* **Task to complete**
Write out the records below once more, exactly as they stand.

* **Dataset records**
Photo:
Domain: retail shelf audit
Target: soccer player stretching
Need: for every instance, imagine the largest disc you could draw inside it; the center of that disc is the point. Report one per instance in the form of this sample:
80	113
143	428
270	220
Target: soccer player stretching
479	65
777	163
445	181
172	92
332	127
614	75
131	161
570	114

* **Response to the task**
Photo:
Domain: retail shelf audit
Target: soccer player stretching
Need: for every instance, imagine the largest disc you could draw inside it; the center of that disc is the point. Report one per instance in the form of this sample:
80	113
143	428
270	220
Target: soccer player stretching
479	65
777	163
445	181
172	92
332	127
614	75
131	161
570	114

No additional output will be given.